(Stored data entries)
^^^^^^^^^^^^^^^^

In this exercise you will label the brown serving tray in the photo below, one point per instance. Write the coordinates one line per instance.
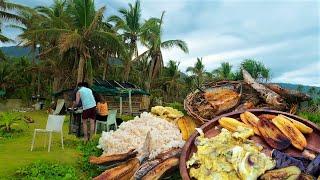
(209, 130)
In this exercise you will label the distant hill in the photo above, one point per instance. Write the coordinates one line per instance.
(16, 51)
(295, 86)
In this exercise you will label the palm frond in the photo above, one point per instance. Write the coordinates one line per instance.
(142, 56)
(95, 21)
(71, 40)
(10, 17)
(175, 43)
(14, 26)
(109, 38)
(5, 39)
(2, 56)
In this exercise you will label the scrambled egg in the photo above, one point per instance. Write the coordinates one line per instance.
(228, 156)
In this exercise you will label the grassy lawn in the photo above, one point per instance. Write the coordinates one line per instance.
(15, 152)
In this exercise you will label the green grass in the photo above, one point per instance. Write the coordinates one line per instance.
(15, 152)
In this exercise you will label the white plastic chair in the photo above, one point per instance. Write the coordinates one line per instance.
(54, 124)
(111, 120)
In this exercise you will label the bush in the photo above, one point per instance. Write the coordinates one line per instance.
(177, 105)
(89, 149)
(126, 117)
(8, 120)
(11, 134)
(47, 170)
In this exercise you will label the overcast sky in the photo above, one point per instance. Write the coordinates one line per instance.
(284, 35)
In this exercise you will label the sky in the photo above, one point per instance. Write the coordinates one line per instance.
(283, 34)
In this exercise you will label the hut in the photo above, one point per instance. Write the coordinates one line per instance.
(126, 97)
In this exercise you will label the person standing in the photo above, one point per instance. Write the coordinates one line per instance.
(89, 108)
(102, 110)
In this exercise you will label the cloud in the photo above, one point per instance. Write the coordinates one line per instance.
(284, 35)
(308, 75)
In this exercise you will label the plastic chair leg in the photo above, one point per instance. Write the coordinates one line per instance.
(95, 130)
(45, 140)
(50, 138)
(108, 128)
(33, 139)
(62, 140)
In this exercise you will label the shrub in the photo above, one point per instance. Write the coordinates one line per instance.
(8, 120)
(126, 117)
(176, 105)
(89, 149)
(47, 170)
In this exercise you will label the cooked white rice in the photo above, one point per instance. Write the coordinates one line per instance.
(132, 134)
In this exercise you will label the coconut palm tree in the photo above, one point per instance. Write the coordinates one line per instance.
(129, 24)
(172, 80)
(151, 37)
(300, 88)
(198, 72)
(224, 72)
(83, 35)
(257, 69)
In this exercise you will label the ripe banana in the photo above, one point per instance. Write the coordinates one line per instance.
(253, 120)
(288, 129)
(272, 135)
(231, 124)
(302, 127)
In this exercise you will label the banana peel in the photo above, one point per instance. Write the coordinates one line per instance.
(272, 135)
(288, 173)
(231, 124)
(161, 169)
(121, 172)
(288, 129)
(302, 127)
(253, 120)
(111, 159)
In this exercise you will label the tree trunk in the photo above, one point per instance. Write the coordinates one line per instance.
(80, 69)
(127, 70)
(55, 84)
(89, 73)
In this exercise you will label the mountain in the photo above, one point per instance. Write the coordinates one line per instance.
(16, 51)
(305, 88)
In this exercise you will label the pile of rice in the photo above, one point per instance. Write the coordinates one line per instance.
(132, 134)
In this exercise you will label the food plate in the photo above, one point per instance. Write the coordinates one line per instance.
(210, 130)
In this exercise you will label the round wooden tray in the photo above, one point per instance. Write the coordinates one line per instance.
(189, 148)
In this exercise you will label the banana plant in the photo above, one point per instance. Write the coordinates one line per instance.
(8, 120)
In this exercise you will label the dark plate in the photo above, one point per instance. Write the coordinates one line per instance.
(209, 130)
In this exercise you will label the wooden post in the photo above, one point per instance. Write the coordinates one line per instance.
(120, 105)
(130, 102)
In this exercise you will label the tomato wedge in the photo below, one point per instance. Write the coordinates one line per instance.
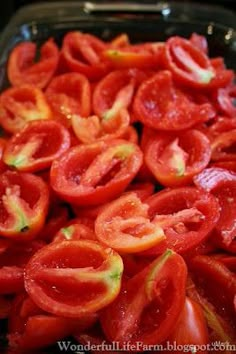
(95, 173)
(22, 69)
(191, 327)
(69, 94)
(92, 270)
(222, 184)
(19, 105)
(175, 159)
(149, 304)
(186, 214)
(82, 52)
(124, 225)
(188, 64)
(160, 105)
(36, 146)
(24, 204)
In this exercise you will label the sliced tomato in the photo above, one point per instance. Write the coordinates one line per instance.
(19, 105)
(95, 173)
(189, 64)
(141, 56)
(82, 52)
(191, 328)
(115, 91)
(149, 304)
(124, 225)
(5, 306)
(24, 204)
(217, 282)
(32, 328)
(69, 94)
(36, 146)
(75, 230)
(222, 184)
(23, 69)
(92, 270)
(160, 105)
(91, 129)
(223, 146)
(220, 328)
(57, 217)
(186, 214)
(175, 159)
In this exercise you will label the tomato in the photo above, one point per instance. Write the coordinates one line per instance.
(11, 279)
(22, 69)
(141, 56)
(93, 128)
(175, 159)
(115, 91)
(75, 230)
(191, 66)
(218, 283)
(69, 94)
(142, 190)
(171, 109)
(24, 204)
(223, 146)
(19, 105)
(224, 101)
(222, 184)
(57, 217)
(36, 146)
(94, 272)
(186, 214)
(149, 304)
(12, 263)
(95, 173)
(31, 328)
(220, 329)
(3, 166)
(5, 306)
(191, 328)
(227, 260)
(124, 225)
(226, 165)
(188, 64)
(82, 52)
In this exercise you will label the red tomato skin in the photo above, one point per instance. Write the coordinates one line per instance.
(114, 318)
(193, 142)
(27, 196)
(222, 184)
(193, 73)
(107, 88)
(87, 194)
(99, 265)
(76, 44)
(21, 104)
(218, 283)
(170, 201)
(191, 328)
(69, 94)
(52, 139)
(22, 70)
(171, 109)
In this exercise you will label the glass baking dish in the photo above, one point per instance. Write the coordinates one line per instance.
(154, 21)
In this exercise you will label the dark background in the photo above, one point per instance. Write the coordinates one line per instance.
(8, 7)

^^^^^^^^^^^^^^^^

Requirement » In your copy, include no pictures, but reproduce all records exactly.

Response box »
In this exercise you will label the brown serving tray in the photo below, one point per instance. Write the coordinates one line per instance.
(209, 130)
In this exercise you will label the distant hill in the photo above, one point per instance. Write the coordinates one line per instance.
(16, 51)
(295, 86)
In this exercise you will label the palm frond in the photo above, one point per instance. Write the coordinates one line per instance.
(142, 56)
(95, 21)
(71, 40)
(10, 17)
(175, 43)
(14, 26)
(109, 38)
(5, 39)
(2, 56)
In this exercise you will label the scrambled egg in the photo above, one point per instance. Write the coordinates one line per instance.
(228, 156)
In this exercise you will label the grassy lawn in the photo above, one point per instance. Write the coordinates one line per instance.
(15, 152)
In this exercise you will label the green grass in the photo above, one point per instance. Write the coordinates one line per instance.
(15, 152)
In this exercise you will label the white plastic chair in the photo above, one point per instance. Write the coordinates one line per instance.
(54, 124)
(111, 120)
In this exercise you will label the bush in the photo above, one point per instance. Write the coordinates one line per instance.
(177, 105)
(89, 149)
(126, 117)
(8, 120)
(11, 134)
(47, 170)
In this exercise you will label the overcast sky in the photo above, one point per instance. Write the coordinates one line per instance.
(284, 35)
In this exercise you will label the sky in the photo above, one point per instance. Write the coordinates one line per instance.
(283, 34)
In this exercise you will label the hut in the photo above, one point per instance. Write the coordinates one line per instance.
(126, 97)
In this exercise you will label the person standing in the photo above, one point per instance. Write the coordinates one line per instance.
(89, 108)
(102, 110)
In this exercise you will label the cloud in the photo above, one point per instance. Write the coordinates one line per instance.
(284, 35)
(308, 75)
In this exercise you will label the plastic chair leg in the photo above, one point per instance. Write the coordinates one line per instance.
(95, 130)
(45, 140)
(50, 138)
(108, 128)
(33, 139)
(62, 140)
In this exercise you will label the shrub in the photo above, one point per instance. Write the coordinates one line per instance.
(8, 120)
(126, 117)
(176, 105)
(89, 149)
(47, 170)
In this exercise you will label the cooked white rice in the photo above, one point per instance. Write the coordinates one line per instance.
(132, 134)
In this exercise you will label the coconut palm tree in the photo above, one point per instance. Write the coordinates one line per instance.
(129, 24)
(172, 80)
(151, 37)
(300, 88)
(198, 72)
(224, 72)
(83, 35)
(257, 69)
In this exercise you will label the ripe banana in the photo above, one point per instance. Write the coordinates one line per instance.
(253, 120)
(288, 129)
(272, 135)
(231, 124)
(302, 127)
In this exercise you will label the banana peel in the photo above, one point per instance. Write the coordinates one line per instance.
(272, 135)
(288, 173)
(231, 124)
(161, 169)
(121, 172)
(288, 129)
(302, 127)
(253, 120)
(111, 159)
In this exercise you will label the tree trunk in the photo above, one point per instance. Write the coordinates one line per instance.
(80, 69)
(127, 70)
(55, 84)
(89, 73)
In this exercise you will label the mountain in the photo above, one point per instance. Write the coordinates one line per instance.
(16, 51)
(305, 88)
In this exercise you will label the pile of rice in the photo above, one point per instance. Write the coordinates one line per instance.
(132, 134)
In this exercise you will label the food plate in the photo above, one point per instance. Write the coordinates one line per instance.
(210, 130)
In this exercise you will label the round wooden tray in the photo above, one point per instance. Write the coordinates one line per instance.
(189, 148)
In this exercise you will label the banana plant in the photo above, one point per instance. Write the coordinates one line per instance.
(8, 120)
In this exercise you will label the dark plate in the photo above, one point per instance. Write the coordinates one line per instance.
(209, 130)
In this exercise you will label the wooden post in the photo above, one point per instance. Write the coordinates one line per instance.
(120, 105)
(130, 102)
In this exercise you will label the tomato wedge in the photo below, one point per instance. Write the coordinates one line per instance.
(95, 173)
(22, 69)
(191, 327)
(69, 94)
(92, 270)
(222, 184)
(19, 105)
(175, 159)
(149, 304)
(186, 214)
(82, 52)
(124, 225)
(188, 64)
(160, 105)
(36, 146)
(24, 204)
In this exercise you will label the sliced tomato in the photo above, one point per instance. Write the coordinates one line per instance.
(19, 105)
(95, 173)
(189, 64)
(141, 56)
(82, 52)
(191, 328)
(115, 91)
(149, 304)
(124, 225)
(5, 306)
(24, 204)
(217, 282)
(32, 328)
(69, 94)
(36, 146)
(75, 230)
(222, 184)
(23, 69)
(92, 270)
(160, 105)
(91, 129)
(223, 146)
(220, 328)
(57, 217)
(186, 214)
(175, 159)
In this exercise you will label the tomato in the photo above, one point per instance. Write the coordinates one line per instance.
(11, 279)
(22, 69)
(141, 56)
(93, 128)
(175, 159)
(115, 91)
(75, 230)
(191, 66)
(218, 283)
(69, 94)
(142, 190)
(171, 109)
(24, 204)
(223, 146)
(19, 105)
(224, 101)
(222, 184)
(57, 217)
(36, 146)
(94, 272)
(186, 214)
(149, 304)
(12, 263)
(95, 173)
(31, 328)
(220, 329)
(3, 166)
(5, 306)
(191, 328)
(227, 260)
(124, 225)
(226, 165)
(188, 64)
(82, 52)
In this exercise you will label the red tomato skin in the photo above, one point per instance. Write the coordinates one line per instance.
(114, 318)
(193, 142)
(27, 196)
(222, 184)
(193, 73)
(107, 88)
(87, 194)
(99, 265)
(76, 44)
(21, 104)
(218, 283)
(170, 201)
(191, 328)
(69, 94)
(52, 139)
(22, 70)
(171, 109)
In this exercise you will label the glass baking dish in the photo above, one point per instance. Write the coordinates one line per instance.
(154, 21)
In this exercise you will label the dark background in the photo above, one point per instance. Write the coordinates one line per instance.
(8, 7)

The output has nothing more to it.